The input:

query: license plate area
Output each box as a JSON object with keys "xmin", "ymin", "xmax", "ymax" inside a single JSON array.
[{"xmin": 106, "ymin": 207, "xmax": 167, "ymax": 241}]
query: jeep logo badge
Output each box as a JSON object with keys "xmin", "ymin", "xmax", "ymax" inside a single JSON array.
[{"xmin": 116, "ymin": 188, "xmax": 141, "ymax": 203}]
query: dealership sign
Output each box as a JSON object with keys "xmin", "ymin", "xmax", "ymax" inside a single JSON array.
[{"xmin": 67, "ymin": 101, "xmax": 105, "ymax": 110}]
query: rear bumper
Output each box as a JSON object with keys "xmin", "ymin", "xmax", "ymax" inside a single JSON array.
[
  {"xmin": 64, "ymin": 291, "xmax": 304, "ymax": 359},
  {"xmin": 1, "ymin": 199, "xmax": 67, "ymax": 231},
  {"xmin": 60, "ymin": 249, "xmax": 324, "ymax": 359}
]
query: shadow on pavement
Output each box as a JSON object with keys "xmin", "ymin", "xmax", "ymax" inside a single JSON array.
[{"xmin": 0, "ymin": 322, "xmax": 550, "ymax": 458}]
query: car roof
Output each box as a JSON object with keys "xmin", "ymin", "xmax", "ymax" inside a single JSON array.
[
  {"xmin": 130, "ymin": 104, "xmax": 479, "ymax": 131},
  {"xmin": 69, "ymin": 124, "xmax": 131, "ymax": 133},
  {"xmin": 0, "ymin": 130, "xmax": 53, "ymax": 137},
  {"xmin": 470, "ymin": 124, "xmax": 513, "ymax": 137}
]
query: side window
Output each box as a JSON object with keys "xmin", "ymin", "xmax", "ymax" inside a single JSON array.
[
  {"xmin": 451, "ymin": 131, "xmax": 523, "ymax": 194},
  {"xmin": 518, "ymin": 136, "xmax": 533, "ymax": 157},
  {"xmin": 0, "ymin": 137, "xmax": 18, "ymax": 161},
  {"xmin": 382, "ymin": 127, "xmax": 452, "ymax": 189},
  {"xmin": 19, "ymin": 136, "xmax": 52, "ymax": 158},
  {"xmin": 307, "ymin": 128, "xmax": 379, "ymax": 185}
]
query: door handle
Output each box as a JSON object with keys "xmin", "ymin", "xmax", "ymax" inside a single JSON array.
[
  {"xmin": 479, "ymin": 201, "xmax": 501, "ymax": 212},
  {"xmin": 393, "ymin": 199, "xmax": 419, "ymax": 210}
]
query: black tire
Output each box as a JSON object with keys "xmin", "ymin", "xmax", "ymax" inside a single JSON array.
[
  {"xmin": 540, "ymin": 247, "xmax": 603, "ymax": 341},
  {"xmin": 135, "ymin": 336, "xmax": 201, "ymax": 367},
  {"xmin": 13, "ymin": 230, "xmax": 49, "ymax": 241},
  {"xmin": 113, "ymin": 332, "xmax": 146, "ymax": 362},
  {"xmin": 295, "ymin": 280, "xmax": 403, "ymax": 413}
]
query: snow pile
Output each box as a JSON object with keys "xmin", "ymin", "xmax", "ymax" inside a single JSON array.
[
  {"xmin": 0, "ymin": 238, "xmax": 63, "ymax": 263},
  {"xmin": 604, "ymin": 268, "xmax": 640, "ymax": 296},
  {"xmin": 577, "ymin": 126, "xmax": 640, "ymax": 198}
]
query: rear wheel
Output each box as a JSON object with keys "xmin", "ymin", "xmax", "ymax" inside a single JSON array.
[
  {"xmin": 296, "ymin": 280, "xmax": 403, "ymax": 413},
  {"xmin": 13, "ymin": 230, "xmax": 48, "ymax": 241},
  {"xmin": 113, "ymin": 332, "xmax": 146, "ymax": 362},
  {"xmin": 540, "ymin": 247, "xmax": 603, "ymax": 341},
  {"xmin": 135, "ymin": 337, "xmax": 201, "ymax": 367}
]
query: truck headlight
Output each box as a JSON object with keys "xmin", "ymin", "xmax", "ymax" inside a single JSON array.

Prompt: Could you retype every record above exactly as written?

Solution:
query: license plate area
Output each box as a JSON object with keys "xmin", "ymin", "xmax", "ymax" inside a single JSON array.
[{"xmin": 106, "ymin": 207, "xmax": 167, "ymax": 241}]
query: jeep logo badge
Output each box as a JSON object with keys "xmin", "ymin", "xmax", "ymax" inside a single JSON array.
[{"xmin": 116, "ymin": 188, "xmax": 141, "ymax": 203}]
query: dealership sign
Output each box as a JSON object with keys "xmin", "ymin", "xmax", "ymax" inside a single JSON array.
[{"xmin": 67, "ymin": 101, "xmax": 105, "ymax": 110}]
query: rear bumper
Output each box as a JSON object with keys "xmin", "ymin", "xmax", "ymax" inside a single JSON array.
[
  {"xmin": 64, "ymin": 291, "xmax": 304, "ymax": 359},
  {"xmin": 1, "ymin": 199, "xmax": 67, "ymax": 231},
  {"xmin": 60, "ymin": 249, "xmax": 324, "ymax": 359}
]
query: shadow on pavement
Output each box as a JSON object with keys "xmin", "ymin", "xmax", "ymax" inside a single JSON array.
[{"xmin": 0, "ymin": 322, "xmax": 550, "ymax": 458}]
query: car roof
Output each box as a JSON object with keys "xmin", "ymin", "xmax", "ymax" inside a single JSON array.
[
  {"xmin": 130, "ymin": 104, "xmax": 479, "ymax": 131},
  {"xmin": 69, "ymin": 124, "xmax": 131, "ymax": 133},
  {"xmin": 0, "ymin": 130, "xmax": 53, "ymax": 137},
  {"xmin": 470, "ymin": 124, "xmax": 513, "ymax": 137}
]
query: side window
Output each box as a JSON object with keys "xmin", "ymin", "xmax", "ymax" inside a single JSON array.
[
  {"xmin": 451, "ymin": 131, "xmax": 523, "ymax": 194},
  {"xmin": 518, "ymin": 136, "xmax": 533, "ymax": 157},
  {"xmin": 0, "ymin": 137, "xmax": 18, "ymax": 161},
  {"xmin": 382, "ymin": 127, "xmax": 452, "ymax": 189},
  {"xmin": 19, "ymin": 136, "xmax": 52, "ymax": 158},
  {"xmin": 307, "ymin": 128, "xmax": 379, "ymax": 185}
]
query: door handle
Output each box as a JSON object with keys "xmin", "ymin", "xmax", "ymax" inside a single JSON array.
[
  {"xmin": 479, "ymin": 201, "xmax": 501, "ymax": 212},
  {"xmin": 393, "ymin": 199, "xmax": 419, "ymax": 210}
]
query: black tire
Output each box as a JSON object with keys "xmin", "ymin", "xmax", "ymax" inside a single JSON array.
[
  {"xmin": 540, "ymin": 247, "xmax": 603, "ymax": 341},
  {"xmin": 135, "ymin": 336, "xmax": 201, "ymax": 367},
  {"xmin": 13, "ymin": 230, "xmax": 49, "ymax": 241},
  {"xmin": 113, "ymin": 332, "xmax": 146, "ymax": 362},
  {"xmin": 295, "ymin": 280, "xmax": 403, "ymax": 413}
]
query: snow pile
Output each box as a JSON object with keys "xmin", "ymin", "xmax", "ymax" inside a single JSON array.
[
  {"xmin": 0, "ymin": 238, "xmax": 63, "ymax": 263},
  {"xmin": 604, "ymin": 268, "xmax": 640, "ymax": 296},
  {"xmin": 577, "ymin": 126, "xmax": 640, "ymax": 198}
]
query: rear wheel
Output each box as a JSON object with keys "xmin", "ymin", "xmax", "ymax" inside a single JSON array.
[
  {"xmin": 296, "ymin": 280, "xmax": 403, "ymax": 413},
  {"xmin": 13, "ymin": 230, "xmax": 48, "ymax": 241},
  {"xmin": 113, "ymin": 332, "xmax": 146, "ymax": 362},
  {"xmin": 540, "ymin": 247, "xmax": 603, "ymax": 341},
  {"xmin": 135, "ymin": 337, "xmax": 201, "ymax": 367}
]
query: truck headlight
Output each box as a JSON object with keys "xmin", "ymin", "xmax", "ymax" inside a single JSON array.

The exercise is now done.